- **SELECTED PASSAGE**:

☆ ☆ ☆ ☆ ☆ ☆ ☆

I'm nearing the end of my first week on the Whole30 diet. I'm still not what sure I think about it: which foods are allowed and which aren't feels a bit arbitrary, and the very fact that the diet has a logo and a trademark is off-putting. On the other hand, maybe it's my imagination, but I feel a lot better. I'm certainly eating a great deal more vegetables.

I've also been better about doing exercise before work so far this year. Usually that's involved running, but I've been doing some weight training, as well as long, brisk walks and push-ups every day. The result is that I'm more alert during the day, and feel free to relax and read / write during the evening. (Whole30's ban on alcohol helps here, too. I had fallen into a pattern of drinking a glass of wine or two most evenings in 2020.)

I suffer from anxiety, bouts of depression, and historically really low self-esteem. At my lowest, I made a plan - never followed - to end my life. Shallow self-confidence has sometimes led me to bad places and poor choices. It's frequently led me to sleepless nights and their subsequent, zombie-like days. I've spent much of my life feeling like I must be physically abhorrent; like there's something horribly wrong with me that nobody wanted to tell me about. As a kid, I was over six feet tall when I was thirteen, and I didn't so much as date until I was twenty-one. Those feelings of inferiority have never really left me.

By rights, the pandemic should have made me feel worse. We were all locked inside; I spent a great deal more time caring for my terminally ill mother as she precipitously declined. The goals I had for my life were out of reach. It should have been a miserable time.

And it was, in lots of ways, but it also gave me something important. I could be in my own space, rather than commuting to work. I was not expected to show up in a certain way. All the worries I used to have about the impression I was casting in the real world - worries that I resented having terribly - evaporated. Instead, I could just be me.

☆ ☆ ☆ ☆ ☆ ☆ ☆

- **RECORDED INFORMATION**:
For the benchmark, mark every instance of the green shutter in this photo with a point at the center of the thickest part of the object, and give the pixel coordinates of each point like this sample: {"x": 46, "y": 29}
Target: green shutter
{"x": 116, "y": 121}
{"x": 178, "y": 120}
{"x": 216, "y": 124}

☆ ☆ ☆ ☆ ☆ ☆ ☆

- **TASK A**: In the Whole30 post, how tall was the writer at age thirteen?
- **TASK B**: Please copy the Whole30 post word for word, starting with "I suffer from" and going on through "really left me.".

- **EXERCISE ANSWER A**: Over six feet tall.

- **EXERCISE ANSWER B**:
I suffer from anxiety, bouts of depression, and historically really low self-esteem. At my lowest, I made a plan - never followed - to end my life. Shallow self-confidence has sometimes led me to bad places and poor choices. It's frequently led me to sleepless nights and their subsequent, zombie-like days. I've spent much of my life feeling like I must be physically abhorrent; like there's something horribly wrong with me that nobody wanted to tell me about. As a kid, I was over six feet tall when I was thirteen, and I didn't so much as date until I was twenty-one. Those feelings of inferiority have never really left me.